Exercise goal: Rewrite the rows as a numbered list, starting at the line containing "player's hand, one per instance" and continuing through the last line of the rows, with any blank lines left out.

Pointing dataset excerpts:
>>>>
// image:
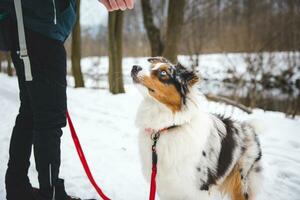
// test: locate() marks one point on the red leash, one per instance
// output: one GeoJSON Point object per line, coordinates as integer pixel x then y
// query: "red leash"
{"type": "Point", "coordinates": [83, 160]}
{"type": "Point", "coordinates": [155, 136]}
{"type": "Point", "coordinates": [154, 166]}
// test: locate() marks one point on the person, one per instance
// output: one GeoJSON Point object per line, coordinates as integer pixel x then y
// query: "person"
{"type": "Point", "coordinates": [42, 112]}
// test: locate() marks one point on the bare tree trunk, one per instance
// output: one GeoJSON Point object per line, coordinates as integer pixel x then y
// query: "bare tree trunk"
{"type": "Point", "coordinates": [10, 71]}
{"type": "Point", "coordinates": [169, 47]}
{"type": "Point", "coordinates": [115, 75]}
{"type": "Point", "coordinates": [76, 51]}
{"type": "Point", "coordinates": [153, 32]}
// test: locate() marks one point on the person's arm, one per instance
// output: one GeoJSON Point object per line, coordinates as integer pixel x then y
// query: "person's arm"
{"type": "Point", "coordinates": [112, 5]}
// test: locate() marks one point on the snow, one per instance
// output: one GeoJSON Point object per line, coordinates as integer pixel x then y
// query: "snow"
{"type": "Point", "coordinates": [105, 126]}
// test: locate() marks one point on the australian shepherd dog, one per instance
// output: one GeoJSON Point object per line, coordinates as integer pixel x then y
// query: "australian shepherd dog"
{"type": "Point", "coordinates": [199, 154]}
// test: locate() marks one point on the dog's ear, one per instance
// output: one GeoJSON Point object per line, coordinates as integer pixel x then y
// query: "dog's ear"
{"type": "Point", "coordinates": [185, 75]}
{"type": "Point", "coordinates": [154, 60]}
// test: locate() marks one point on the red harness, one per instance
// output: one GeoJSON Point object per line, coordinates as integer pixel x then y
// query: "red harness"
{"type": "Point", "coordinates": [155, 136]}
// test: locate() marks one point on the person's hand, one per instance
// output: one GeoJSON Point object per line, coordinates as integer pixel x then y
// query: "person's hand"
{"type": "Point", "coordinates": [112, 5]}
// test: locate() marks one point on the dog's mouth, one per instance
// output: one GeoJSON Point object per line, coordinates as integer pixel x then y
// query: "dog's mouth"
{"type": "Point", "coordinates": [150, 89]}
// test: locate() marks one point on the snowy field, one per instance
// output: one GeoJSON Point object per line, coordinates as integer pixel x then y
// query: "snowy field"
{"type": "Point", "coordinates": [105, 125]}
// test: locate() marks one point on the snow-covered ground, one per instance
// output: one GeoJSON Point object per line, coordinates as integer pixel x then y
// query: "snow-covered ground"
{"type": "Point", "coordinates": [105, 125]}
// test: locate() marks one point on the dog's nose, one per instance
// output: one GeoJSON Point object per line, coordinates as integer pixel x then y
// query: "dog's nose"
{"type": "Point", "coordinates": [135, 69]}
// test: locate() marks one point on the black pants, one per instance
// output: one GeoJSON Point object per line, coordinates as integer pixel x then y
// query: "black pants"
{"type": "Point", "coordinates": [41, 116]}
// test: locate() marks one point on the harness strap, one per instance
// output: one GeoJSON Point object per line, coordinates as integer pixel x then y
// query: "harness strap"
{"type": "Point", "coordinates": [83, 159]}
{"type": "Point", "coordinates": [22, 41]}
{"type": "Point", "coordinates": [155, 137]}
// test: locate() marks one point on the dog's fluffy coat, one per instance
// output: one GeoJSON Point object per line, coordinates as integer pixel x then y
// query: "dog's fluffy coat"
{"type": "Point", "coordinates": [204, 153]}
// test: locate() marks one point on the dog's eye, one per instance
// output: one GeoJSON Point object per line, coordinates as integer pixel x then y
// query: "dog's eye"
{"type": "Point", "coordinates": [163, 73]}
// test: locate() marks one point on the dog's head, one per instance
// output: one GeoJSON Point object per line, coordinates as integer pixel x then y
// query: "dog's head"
{"type": "Point", "coordinates": [167, 83]}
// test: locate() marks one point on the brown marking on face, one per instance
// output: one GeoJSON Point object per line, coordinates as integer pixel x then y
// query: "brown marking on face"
{"type": "Point", "coordinates": [194, 80]}
{"type": "Point", "coordinates": [233, 185]}
{"type": "Point", "coordinates": [164, 93]}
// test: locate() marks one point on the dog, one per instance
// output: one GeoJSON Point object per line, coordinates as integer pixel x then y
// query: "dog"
{"type": "Point", "coordinates": [199, 154]}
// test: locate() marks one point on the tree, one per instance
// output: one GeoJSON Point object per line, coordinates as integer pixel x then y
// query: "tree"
{"type": "Point", "coordinates": [76, 50]}
{"type": "Point", "coordinates": [168, 47]}
{"type": "Point", "coordinates": [10, 71]}
{"type": "Point", "coordinates": [115, 76]}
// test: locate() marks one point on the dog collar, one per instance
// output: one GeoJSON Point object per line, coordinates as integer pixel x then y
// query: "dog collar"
{"type": "Point", "coordinates": [152, 131]}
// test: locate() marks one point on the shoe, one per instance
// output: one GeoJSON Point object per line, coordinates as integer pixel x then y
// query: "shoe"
{"type": "Point", "coordinates": [60, 192]}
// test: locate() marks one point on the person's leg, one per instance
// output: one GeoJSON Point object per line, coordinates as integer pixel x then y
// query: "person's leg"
{"type": "Point", "coordinates": [48, 100]}
{"type": "Point", "coordinates": [16, 180]}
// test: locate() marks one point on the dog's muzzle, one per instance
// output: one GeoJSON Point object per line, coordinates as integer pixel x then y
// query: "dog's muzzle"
{"type": "Point", "coordinates": [134, 72]}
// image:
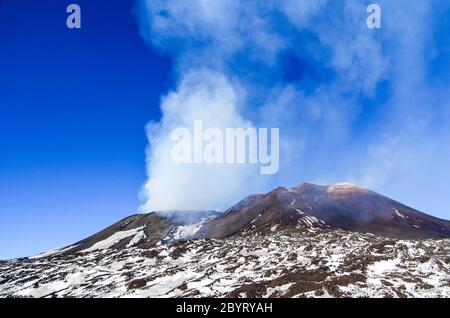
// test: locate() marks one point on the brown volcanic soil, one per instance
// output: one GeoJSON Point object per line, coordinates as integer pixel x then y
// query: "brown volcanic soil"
{"type": "Point", "coordinates": [345, 207]}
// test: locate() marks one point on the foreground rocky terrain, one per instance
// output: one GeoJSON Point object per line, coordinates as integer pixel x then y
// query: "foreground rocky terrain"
{"type": "Point", "coordinates": [294, 263]}
{"type": "Point", "coordinates": [308, 241]}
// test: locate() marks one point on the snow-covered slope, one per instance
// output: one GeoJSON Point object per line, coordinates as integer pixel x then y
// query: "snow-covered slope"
{"type": "Point", "coordinates": [304, 241]}
{"type": "Point", "coordinates": [295, 263]}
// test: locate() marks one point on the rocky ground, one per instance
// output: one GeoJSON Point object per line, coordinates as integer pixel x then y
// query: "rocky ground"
{"type": "Point", "coordinates": [300, 262]}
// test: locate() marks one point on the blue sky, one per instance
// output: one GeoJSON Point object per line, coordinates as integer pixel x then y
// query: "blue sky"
{"type": "Point", "coordinates": [353, 104]}
{"type": "Point", "coordinates": [73, 107]}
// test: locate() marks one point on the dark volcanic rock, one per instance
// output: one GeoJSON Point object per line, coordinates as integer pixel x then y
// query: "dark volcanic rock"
{"type": "Point", "coordinates": [342, 206]}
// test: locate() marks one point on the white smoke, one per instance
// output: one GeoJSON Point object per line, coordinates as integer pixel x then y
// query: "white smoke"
{"type": "Point", "coordinates": [206, 96]}
{"type": "Point", "coordinates": [227, 57]}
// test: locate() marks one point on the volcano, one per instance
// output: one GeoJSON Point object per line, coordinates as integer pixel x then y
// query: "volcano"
{"type": "Point", "coordinates": [342, 206]}
{"type": "Point", "coordinates": [306, 241]}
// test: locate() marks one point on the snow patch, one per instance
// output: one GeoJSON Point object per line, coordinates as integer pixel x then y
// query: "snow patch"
{"type": "Point", "coordinates": [113, 239]}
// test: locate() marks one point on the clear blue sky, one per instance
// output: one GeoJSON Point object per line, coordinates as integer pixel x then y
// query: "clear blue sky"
{"type": "Point", "coordinates": [73, 107]}
{"type": "Point", "coordinates": [353, 104]}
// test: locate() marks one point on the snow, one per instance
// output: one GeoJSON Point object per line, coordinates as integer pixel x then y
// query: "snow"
{"type": "Point", "coordinates": [137, 238]}
{"type": "Point", "coordinates": [54, 252]}
{"type": "Point", "coordinates": [186, 231]}
{"type": "Point", "coordinates": [381, 267]}
{"type": "Point", "coordinates": [215, 268]}
{"type": "Point", "coordinates": [399, 214]}
{"type": "Point", "coordinates": [113, 239]}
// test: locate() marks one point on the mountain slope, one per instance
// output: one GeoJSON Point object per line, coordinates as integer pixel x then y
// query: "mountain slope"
{"type": "Point", "coordinates": [341, 206]}
{"type": "Point", "coordinates": [307, 241]}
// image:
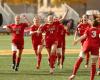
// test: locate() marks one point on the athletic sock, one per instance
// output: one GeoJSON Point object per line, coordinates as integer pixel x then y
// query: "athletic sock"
{"type": "Point", "coordinates": [99, 63]}
{"type": "Point", "coordinates": [18, 61]}
{"type": "Point", "coordinates": [77, 65]}
{"type": "Point", "coordinates": [39, 59]}
{"type": "Point", "coordinates": [93, 71]}
{"type": "Point", "coordinates": [14, 57]}
{"type": "Point", "coordinates": [87, 58]}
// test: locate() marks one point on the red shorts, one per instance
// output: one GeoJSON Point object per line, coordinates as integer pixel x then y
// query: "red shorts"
{"type": "Point", "coordinates": [36, 44]}
{"type": "Point", "coordinates": [18, 43]}
{"type": "Point", "coordinates": [94, 49]}
{"type": "Point", "coordinates": [49, 43]}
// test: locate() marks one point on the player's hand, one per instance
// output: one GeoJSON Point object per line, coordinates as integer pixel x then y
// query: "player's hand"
{"type": "Point", "coordinates": [75, 42]}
<<<<
Exercise solution:
1. // test: locate() marks one point on the player's hand, one per instance
2. // output: one GeoJSON Point object per line, coordinates as integer pixel x then y
3. // query: "player's hand"
4. {"type": "Point", "coordinates": [75, 42]}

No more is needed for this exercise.